start Passage shown

6 Global Navigation Satellite Systems
GPS is not just a system of satellites and signals. It’s a new form of timekeeping, a new kind of map, and a new kind of power. - Anonymous
Understand the concepts and principles of GNSS
Identify sources of uncertainties in GNSS measurements and mitigation techniques
6.1 Evolution of navigation
Navigation and positioning have been central to exploration, trade and cultural exchange throughout human history. For thousands of years, people have sought ways to determine their location and chart courses across land and sea. In the early times, people relied on techniques such as celestial navigation (using positions of sun in the day and stars at night) and dead reckoning (figuring out where you are now based on where you were before and how far, how fast, and in which direction you’ve traveled).
The situation changed in the 11th century when “magnetized needle” or magnetic compass was used in land navigation in China, as documented in books such as Wujing Zongyao and Dream Pool Essays. By the late 13th century and early 14th century, magnetic compasses were in common use across the Mediterranean Sea and Europe. Their introduction revolutionized navigation by enhancing seafaring accuracy and enabling year-round travel, ultimately paving the way for the Age of Discovery.
The launch of the first navigation satellite system, Transit (Navy Navigation Satellite System; NAVSAT, a.k.a. NNSS), by the U.S. Navy in 1960s marked the beginning of satellite-based positioning. The Transit system took advantage of the Doppler effect by measuring the change in frequency of the satellite’s radio signals as it passed the receiver. This system was later replaced by the Global Positioning System (GPS), the first fully functional global satellite navigation system (GNSS) and often considered the pioneer of modern GNSS. Developed by the U.S. Department of Defense, the first GPS satellite was launched in 1978, and the system started its full operation in 1995. Originally designed for military applications, GPS was authorized for civilian uses in 1988 under the Selective Availability – a feature that intentionally reduced the accuracy of the civilian GPS signal. This restriction was lifted in 2000, significantly improving the accuracy of GPS systems in civilian applications.

end Passage shown
start Record extracts

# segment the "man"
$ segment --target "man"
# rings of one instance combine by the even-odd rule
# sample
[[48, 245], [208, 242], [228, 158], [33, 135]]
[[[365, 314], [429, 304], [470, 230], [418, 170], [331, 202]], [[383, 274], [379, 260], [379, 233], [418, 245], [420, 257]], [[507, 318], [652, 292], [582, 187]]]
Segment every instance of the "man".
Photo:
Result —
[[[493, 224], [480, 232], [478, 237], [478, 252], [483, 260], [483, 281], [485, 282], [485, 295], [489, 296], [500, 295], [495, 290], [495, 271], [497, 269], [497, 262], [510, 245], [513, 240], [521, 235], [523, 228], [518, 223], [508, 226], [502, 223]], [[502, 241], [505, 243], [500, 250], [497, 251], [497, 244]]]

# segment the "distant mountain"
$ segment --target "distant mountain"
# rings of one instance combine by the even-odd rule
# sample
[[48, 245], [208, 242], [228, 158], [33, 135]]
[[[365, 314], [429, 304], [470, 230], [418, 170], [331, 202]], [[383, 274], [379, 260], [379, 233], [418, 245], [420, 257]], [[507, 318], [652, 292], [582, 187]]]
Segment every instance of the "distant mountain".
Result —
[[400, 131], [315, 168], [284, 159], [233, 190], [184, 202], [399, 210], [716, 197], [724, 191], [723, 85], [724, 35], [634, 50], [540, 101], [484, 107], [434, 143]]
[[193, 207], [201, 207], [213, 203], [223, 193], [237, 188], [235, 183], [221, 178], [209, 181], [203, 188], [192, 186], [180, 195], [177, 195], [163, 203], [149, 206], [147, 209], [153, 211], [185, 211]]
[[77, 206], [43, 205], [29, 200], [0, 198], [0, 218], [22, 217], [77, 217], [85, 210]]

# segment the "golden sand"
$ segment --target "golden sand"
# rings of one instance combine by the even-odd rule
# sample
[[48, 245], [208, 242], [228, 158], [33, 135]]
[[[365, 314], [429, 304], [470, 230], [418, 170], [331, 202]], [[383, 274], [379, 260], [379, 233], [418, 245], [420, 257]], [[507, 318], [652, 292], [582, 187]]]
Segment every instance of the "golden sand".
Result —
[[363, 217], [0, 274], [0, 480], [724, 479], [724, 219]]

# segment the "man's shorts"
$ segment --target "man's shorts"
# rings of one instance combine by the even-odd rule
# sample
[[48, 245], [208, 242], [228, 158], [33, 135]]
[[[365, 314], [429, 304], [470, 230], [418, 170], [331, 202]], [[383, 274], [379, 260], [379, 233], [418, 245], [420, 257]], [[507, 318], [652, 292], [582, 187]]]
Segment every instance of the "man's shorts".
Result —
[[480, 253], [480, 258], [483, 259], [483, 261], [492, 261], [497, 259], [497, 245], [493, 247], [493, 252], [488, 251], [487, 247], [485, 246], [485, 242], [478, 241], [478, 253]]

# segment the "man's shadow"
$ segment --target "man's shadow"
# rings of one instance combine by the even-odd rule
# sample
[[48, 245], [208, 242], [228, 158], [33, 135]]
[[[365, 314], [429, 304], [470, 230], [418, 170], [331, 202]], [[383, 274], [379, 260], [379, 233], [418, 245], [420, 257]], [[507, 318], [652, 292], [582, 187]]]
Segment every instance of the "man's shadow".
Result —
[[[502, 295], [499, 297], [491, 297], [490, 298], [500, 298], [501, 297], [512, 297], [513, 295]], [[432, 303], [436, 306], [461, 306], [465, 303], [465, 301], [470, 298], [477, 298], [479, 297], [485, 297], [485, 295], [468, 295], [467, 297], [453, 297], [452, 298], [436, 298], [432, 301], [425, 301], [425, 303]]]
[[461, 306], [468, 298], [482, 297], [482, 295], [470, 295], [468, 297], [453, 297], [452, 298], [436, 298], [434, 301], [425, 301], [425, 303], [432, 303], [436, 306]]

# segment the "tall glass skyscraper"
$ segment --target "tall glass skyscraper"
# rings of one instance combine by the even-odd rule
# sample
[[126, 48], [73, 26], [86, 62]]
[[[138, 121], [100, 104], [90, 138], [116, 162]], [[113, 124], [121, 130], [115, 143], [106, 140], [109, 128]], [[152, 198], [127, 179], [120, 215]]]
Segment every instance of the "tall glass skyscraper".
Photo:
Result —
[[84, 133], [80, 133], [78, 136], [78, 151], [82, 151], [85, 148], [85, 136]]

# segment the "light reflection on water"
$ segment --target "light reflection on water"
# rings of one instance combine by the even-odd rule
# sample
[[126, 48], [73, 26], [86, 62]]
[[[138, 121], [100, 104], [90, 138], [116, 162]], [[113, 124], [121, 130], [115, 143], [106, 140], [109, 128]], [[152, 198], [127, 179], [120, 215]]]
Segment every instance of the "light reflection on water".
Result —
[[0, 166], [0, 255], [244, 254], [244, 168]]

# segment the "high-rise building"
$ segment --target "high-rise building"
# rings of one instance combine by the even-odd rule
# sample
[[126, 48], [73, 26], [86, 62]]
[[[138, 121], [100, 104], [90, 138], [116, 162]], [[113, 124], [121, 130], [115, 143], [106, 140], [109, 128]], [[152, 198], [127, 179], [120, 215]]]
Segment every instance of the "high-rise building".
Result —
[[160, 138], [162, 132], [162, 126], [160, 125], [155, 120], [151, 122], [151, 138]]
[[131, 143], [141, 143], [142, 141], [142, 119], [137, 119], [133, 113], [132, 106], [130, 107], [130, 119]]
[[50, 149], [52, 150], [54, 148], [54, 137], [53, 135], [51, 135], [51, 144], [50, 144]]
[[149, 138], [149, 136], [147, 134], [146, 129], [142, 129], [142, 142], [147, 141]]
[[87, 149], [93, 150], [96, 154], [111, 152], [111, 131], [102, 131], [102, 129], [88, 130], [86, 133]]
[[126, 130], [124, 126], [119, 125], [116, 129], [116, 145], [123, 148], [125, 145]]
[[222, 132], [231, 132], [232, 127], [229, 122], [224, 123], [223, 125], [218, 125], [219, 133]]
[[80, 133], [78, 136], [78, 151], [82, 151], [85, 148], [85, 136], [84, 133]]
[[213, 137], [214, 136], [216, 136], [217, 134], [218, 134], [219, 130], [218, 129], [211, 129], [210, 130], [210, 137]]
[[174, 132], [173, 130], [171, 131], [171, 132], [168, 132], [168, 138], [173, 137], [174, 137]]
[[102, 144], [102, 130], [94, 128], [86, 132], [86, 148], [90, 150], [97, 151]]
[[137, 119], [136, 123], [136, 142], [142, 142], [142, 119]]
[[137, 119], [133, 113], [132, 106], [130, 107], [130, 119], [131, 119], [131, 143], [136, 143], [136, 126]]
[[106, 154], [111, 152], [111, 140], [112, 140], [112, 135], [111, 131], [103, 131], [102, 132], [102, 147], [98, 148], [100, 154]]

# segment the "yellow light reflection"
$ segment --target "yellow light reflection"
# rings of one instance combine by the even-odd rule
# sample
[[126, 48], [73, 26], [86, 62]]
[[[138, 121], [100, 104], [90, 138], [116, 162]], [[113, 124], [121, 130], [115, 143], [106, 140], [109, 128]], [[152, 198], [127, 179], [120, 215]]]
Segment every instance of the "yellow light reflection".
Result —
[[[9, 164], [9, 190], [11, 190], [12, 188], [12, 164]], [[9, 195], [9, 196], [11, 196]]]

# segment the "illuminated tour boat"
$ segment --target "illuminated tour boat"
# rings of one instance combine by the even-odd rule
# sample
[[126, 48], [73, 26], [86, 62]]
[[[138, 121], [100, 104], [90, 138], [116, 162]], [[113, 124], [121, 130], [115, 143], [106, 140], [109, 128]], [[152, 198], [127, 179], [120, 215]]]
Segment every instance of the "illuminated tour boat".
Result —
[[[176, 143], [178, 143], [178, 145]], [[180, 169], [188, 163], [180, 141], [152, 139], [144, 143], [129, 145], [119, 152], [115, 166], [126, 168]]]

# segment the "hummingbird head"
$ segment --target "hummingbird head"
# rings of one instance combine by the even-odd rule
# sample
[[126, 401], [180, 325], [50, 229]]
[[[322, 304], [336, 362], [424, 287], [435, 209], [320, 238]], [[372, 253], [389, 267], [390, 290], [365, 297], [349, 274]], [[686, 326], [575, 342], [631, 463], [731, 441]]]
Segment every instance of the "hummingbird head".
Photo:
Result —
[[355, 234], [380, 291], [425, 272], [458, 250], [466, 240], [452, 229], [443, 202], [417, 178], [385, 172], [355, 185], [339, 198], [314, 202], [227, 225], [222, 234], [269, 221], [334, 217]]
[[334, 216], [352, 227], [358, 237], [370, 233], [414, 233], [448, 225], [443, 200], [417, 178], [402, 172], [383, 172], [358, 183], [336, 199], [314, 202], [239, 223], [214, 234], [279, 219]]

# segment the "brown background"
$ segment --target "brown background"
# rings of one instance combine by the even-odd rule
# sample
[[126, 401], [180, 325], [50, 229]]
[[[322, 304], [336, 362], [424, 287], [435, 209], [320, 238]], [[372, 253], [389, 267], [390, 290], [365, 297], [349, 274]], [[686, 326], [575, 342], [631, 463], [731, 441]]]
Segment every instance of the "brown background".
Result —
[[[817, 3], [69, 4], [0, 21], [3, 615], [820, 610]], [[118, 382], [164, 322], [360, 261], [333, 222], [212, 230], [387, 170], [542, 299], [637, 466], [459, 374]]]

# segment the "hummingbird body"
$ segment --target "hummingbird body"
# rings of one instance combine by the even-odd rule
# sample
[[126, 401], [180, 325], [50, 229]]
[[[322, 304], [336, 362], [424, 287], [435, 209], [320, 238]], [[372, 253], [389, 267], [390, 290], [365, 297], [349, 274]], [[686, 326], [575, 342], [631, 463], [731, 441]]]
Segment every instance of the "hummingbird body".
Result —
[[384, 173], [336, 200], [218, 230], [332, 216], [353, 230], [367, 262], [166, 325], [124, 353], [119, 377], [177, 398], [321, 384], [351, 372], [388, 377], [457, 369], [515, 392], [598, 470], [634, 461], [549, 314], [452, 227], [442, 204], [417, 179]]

end Record extracts

- Goals:
1: From the GNSS passage, copy everything from "6 Global Navigation" down to "direction you’ve traveled).".
2: Recast the GNSS passage paragraph beginning "The launch of the first navigation satellite system" as a bulleted list that keeps its main facts.
3: Write the next part of the GNSS passage, picking up after its final sentence.

- Answers for the exercise:
1:
6 Global Navigation Satellite Systems
GPS is not just a system of satellites and signals. It’s a new form of timekeeping, a new kind of map, and a new kind of power. - Anonymous
Understand the concepts and principles of GNSS
Identify sources of uncertainties in GNSS measurements and mitigation techniques
6.1 Evolution of navigation
Navigation and positioning have been central to exploration, trade and cultural exchange throughout human history. For thousands of years, people have sought ways to determine their location and chart courses across land and sea. In the early times, people relied on techniques such as celestial navigation (using positions of sun in the day and stars at night) and dead reckoning (figuring out where you are now based on where you were before and how far, how fast, and in which direction you’ve traveled).

2:
- Transit (NAVSAT, a.k.a. NNSS), launched by the U.S. Navy in the 1960s, was the first navigation satellite system and began satellite-based positioning.
- Transit used the Doppler effect, measuring the change in frequency of the satellite's radio signals as it passed the receiver.
- It was later replaced by GPS, the first fully functional GNSS and often considered the pioneer of modern GNSS.
- GPS was developed by the U.S. Department of Defense. Its first satellite launched in 1978, and full operation began in 1995.
- GPS was designed for military use. It was authorized for civilian use in 1988 under Selective Availability, which intentionally reduced civilian signal accuracy.
- That restriction was lifted in 2000, which greatly improved GPS accuracy for civilian applications.

3:
Global navigation satellite systems (GNSS) are satellite-based technologies that offer precise positioning, navigation and timing (PNT) services. These systems function day or night, in most weather and terrain conditions. A GNSS relies on a constellation of satellites orbiting the Earth along specific trajectories. To achieve continuous global coverage, it is estimated that a constellation requires between 18 and 30 satellites. Today, there are three additional global navigation satellite systems in operation, including Russia’s GLONASS, European Union’s Galileo system, and China’s BeiDou Navigation Satellite System Figure 6.1. There are also two regional navigation satellite systems designed to serve specific geographical areas, including Japan’s Quasi-Zenith Satellite System (QZSS) and India’s Indian Regional Navigation Satellite System (IRNSS/NavIC).
6.2 Components of GNSS
A GNSS consists of three components: the space segment, the control segment, and the user segment.
6.2.1 Space segment
The space segment of a GNSS includes the satellites that broadcast signals across multiple frequencies (e.g., L1, L2, L5 for GPS) to the Earth’s surface, which are used for positioning, navigation and timing services. Each satellite in the constellation is equipped with highly accurate atomic clocks that synchronize with the timing system on the ground. The most critical information contained in the GNSS signals include the satellite position and the exact time the signal was transmitted.
In the case of GPS, the satellite constellation is arranged into six equally spaced orbital planes surrounding the Earth. Each plane originally contained four satellite slots, resulting in a constellation of 24 baseline satellites (three additional slots were added, expanding to 27 baseline satellites). With the inclusion of additional spare satellites, the current constellation has a total of 31 operational satellites as of 2025.
GPS satellites orbit at an altitude of about 20,200 km (12,600 mile) with an orbital period of approximately 12 hours, allowing the satellites to complete two orbits each day. At this altitude, each satellite can observe approximately 33.9% of the Earth’s surface. The GPS constellation design ensures that, at any given time and location on Earth, a user can observe at least four satellites —the minimum required for positioning and clock bias correction. The system also incorporates redundancy to ensure that even if one or more satellites become unavailable, others in the constellation can take their place, maintaining continuous and accurate positioning services. Newer generations of GPS satellites, such as the GPS III/IIIF series, offer improved signal quality, greater resistance to jamming, and enhanced positioning accuracy. Note that other GNSS systems use different constellation configurations.
6.2.2 Control segment
The control segment of a GNSS system consists of a network of ground-based antennas, control stations and globally distributed monitor facilities. It is responsible for overseeing the health and status of the satellites, including routine monitoring of satellite bus and payload performance. The control segment also manages satellite operations, such as commissioning new satellites, performing maintenance, decommissioning old satellites, and ensuring proper disposal. Additionally, it continuously monitors satellite signal-in-space performance to ensure compliance with accuracy and reliability standards, making necessary adjustments to maintain the system’s overall effectiveness.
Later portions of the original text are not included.